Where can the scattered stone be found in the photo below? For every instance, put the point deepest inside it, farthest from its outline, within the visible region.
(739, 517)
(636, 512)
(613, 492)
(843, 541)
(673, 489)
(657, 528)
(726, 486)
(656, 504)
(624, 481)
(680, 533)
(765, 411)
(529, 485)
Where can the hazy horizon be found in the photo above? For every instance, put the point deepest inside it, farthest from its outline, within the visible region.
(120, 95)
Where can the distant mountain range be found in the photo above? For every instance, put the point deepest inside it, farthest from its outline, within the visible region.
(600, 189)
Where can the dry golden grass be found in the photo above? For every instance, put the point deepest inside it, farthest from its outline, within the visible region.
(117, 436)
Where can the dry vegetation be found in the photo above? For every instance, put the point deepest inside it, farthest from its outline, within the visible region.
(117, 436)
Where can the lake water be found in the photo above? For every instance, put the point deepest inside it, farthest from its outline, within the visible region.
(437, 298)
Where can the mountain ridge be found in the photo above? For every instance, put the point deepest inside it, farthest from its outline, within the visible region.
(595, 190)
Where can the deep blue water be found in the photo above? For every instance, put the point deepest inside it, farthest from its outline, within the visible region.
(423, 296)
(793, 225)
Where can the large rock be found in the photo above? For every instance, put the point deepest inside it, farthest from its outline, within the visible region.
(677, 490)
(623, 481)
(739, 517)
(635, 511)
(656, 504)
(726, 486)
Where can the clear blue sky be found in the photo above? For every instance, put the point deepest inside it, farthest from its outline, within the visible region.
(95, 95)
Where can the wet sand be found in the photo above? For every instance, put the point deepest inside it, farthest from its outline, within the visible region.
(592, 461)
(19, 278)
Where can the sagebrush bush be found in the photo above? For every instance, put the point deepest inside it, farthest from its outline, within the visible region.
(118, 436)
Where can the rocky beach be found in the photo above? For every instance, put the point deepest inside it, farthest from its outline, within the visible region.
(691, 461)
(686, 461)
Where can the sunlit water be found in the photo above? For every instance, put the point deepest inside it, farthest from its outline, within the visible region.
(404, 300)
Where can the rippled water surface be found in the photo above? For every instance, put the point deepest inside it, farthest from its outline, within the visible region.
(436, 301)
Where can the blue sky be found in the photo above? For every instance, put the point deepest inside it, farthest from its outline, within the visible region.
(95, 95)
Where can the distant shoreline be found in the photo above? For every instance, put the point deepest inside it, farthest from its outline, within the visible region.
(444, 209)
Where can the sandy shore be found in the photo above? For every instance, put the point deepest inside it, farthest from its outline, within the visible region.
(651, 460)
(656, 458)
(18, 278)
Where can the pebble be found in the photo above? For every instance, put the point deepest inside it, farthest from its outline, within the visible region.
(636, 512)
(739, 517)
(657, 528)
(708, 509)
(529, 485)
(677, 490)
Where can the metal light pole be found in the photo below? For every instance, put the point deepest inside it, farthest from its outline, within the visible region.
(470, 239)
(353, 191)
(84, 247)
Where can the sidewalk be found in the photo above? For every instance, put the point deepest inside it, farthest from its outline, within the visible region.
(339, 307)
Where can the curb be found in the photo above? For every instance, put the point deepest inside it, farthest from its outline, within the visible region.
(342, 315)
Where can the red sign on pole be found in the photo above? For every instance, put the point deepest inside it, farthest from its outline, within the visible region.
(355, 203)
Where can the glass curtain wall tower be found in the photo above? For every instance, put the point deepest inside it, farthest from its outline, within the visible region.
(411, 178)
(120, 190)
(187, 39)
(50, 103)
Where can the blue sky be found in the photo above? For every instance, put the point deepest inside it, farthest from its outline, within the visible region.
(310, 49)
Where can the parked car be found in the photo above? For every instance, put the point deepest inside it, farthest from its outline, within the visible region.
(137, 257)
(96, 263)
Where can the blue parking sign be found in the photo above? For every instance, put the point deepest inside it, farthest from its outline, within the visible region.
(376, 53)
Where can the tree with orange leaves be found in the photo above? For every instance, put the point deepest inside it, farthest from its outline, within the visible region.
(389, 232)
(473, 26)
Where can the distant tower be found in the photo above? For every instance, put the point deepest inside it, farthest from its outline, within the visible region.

YOUR OBJECTIVE: Every record must be transcribed exactly, with no line skipped.

OUTPUT:
Where can the scattered stone be found in the photo below? For every instance, put the point deepest inside it, farthest from its outline, within the visible region.
(739, 517)
(636, 512)
(613, 492)
(843, 541)
(673, 489)
(657, 528)
(726, 486)
(656, 504)
(624, 481)
(680, 533)
(765, 411)
(529, 485)
Where can the hazy horizon be found in the photo above? For every instance, put the point deepest inside it, farthest from its outline, within the visible region.
(120, 95)
Where can the distant mountain range be found in the photo above? For every instance, put the point deepest inside it, farthest from its outline, within the visible region.
(600, 189)
Where can the dry golden grass be found in the photo above? For every instance, put the point deepest inside it, farthest from its outline, within the visible region.
(117, 436)
Where can the dry vegetation be found in the photo above? For every instance, put the point deepest inside it, farthest from its outline, within the visible region.
(117, 436)
Where can the lake water be found in the photo above? For every instance, put the point deepest inside it, farthest from its outline, within the visible region.
(437, 298)
Where can the mountain ridge be found in the photo above? For every instance, put the point deepest inside it, farthest from its outline, within the visible region.
(595, 190)
Where can the deep blue water be found in the photo above? For every instance, put the point deepest inside it, farthest from its outline, within the visible region.
(423, 296)
(793, 225)
Where can the large rock be found in the photo above? For every instance, put the point deepest inside it, farthest from its outline, within the visible region.
(677, 490)
(623, 481)
(739, 517)
(635, 511)
(656, 504)
(726, 486)
Where can the clear blue sky be found in the photo above? For every instance, put the point deepest inside it, farthest from its outline, within the visible region.
(95, 95)
Where can the wet sand be found in the photo above? For every instance, put the point deepest inside it, farthest from its outline, within the visible region.
(592, 461)
(19, 278)
Where can the sagebrush bush be found in the photo above? For every instance, put the point deepest inside it, farthest from its outline, within the visible region.
(118, 436)
Where can the rocky beach be found in the photo above? For every instance, put the point deepest inside it, farthest from its outline, within the visible region.
(691, 461)
(686, 461)
Where can the sunlit water be found in the photo above? For every instance, put the point deepest inside it, farthest from its outline, within the visible region.
(404, 300)
Where can the rippled water surface be found in the photo above? For every instance, put the point deepest inside it, farthest from its outline, within the visible region.
(436, 301)
Where can the blue sky be found in the photo above? For every instance, put the point deepest inside it, farthest from its outline, within the visible region.
(95, 95)
Where can the distant shoreline be found in the photo above? For every instance, put the point deepest inside it, farthest from its outline, within the visible region.
(444, 209)
Where can the sandy shore be found in the photo above? For every instance, put the point deepest inside it, farthest from its outline, within the visible region.
(651, 460)
(656, 458)
(18, 278)
Where can the pebble be found in the photo above? For every instance, put the point deepest inside it, farthest from its outline, within the visible region.
(636, 512)
(739, 517)
(657, 528)
(708, 509)
(529, 485)
(677, 490)
Where can the metal light pole be found in the photo below? For every instance, put the point deepest inside it, farthest from its outline, within the visible region.
(470, 239)
(353, 191)
(84, 247)
Where can the sidewalk be found in the photo above? For every instance, put the point deepest inside it, farthest from its outline, within the visible region.
(339, 307)
Where can the curb be found in the photo above? For every instance, put the point deepest inside it, farthest from its outline, within the visible region.
(342, 315)
Where can the red sign on pole be found in the photo above? For every instance, put the point deepest inside it, farthest from its outline, within the visible region.
(355, 203)
Where can the glass curtain wall tower be found in the photo above? For every instance, put the point deepest inside it, farthest from its outline, within the visible region.
(411, 178)
(120, 190)
(187, 39)
(50, 103)
Where can the blue sky be found in the photo above? For every instance, put the point deepest inside it, farthest from its outline, within the visible region.
(310, 49)
Where can the parked car be found in the photo above? For every instance, put the point deepest inside it, farthest from its outline, within the visible region.
(137, 257)
(96, 263)
Where can the blue parking sign be found in the photo above? For every instance, put the point deepest inside it, farthest from its outline, within the visible region.
(376, 53)
Where can the tree with orange leaves be found in the photo above? For every instance, put the point deepest inside it, farthest from its outline, within the visible region.
(389, 232)
(473, 26)
Where can the distant tower be found in the photo above? For every instance, put the point deepest inside it, farthest from its outline, within the visible region.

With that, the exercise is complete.